Brief
Say how many lines of the listing below hold the string "point", and say nothing else.
Content starts
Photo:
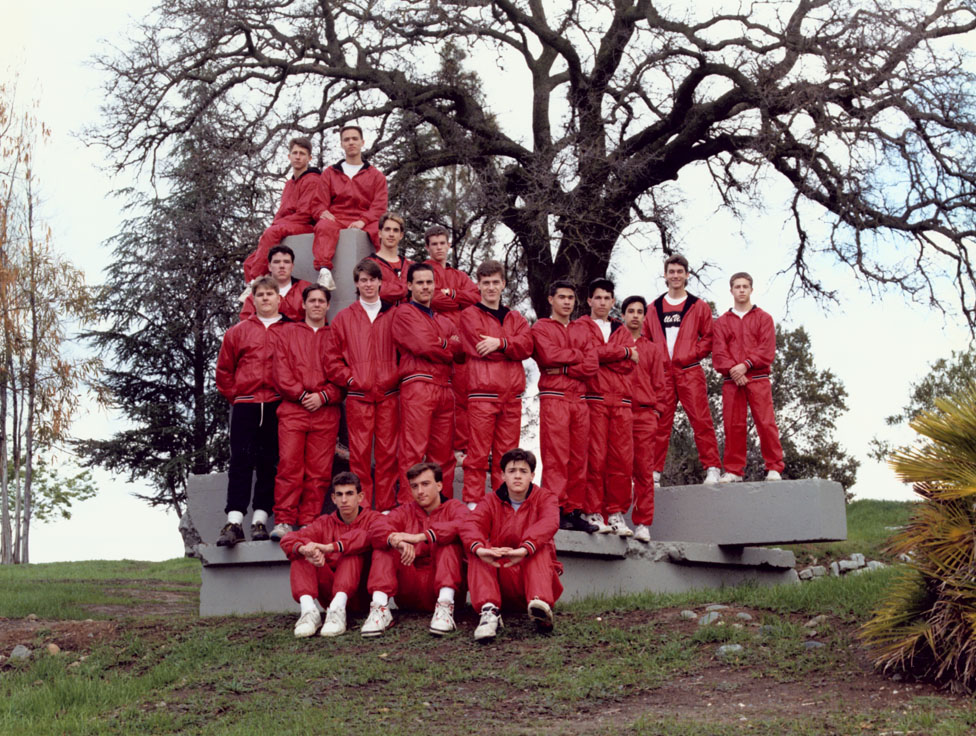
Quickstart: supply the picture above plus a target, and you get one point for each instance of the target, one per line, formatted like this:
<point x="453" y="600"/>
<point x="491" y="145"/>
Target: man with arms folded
Content ends
Worked solution
3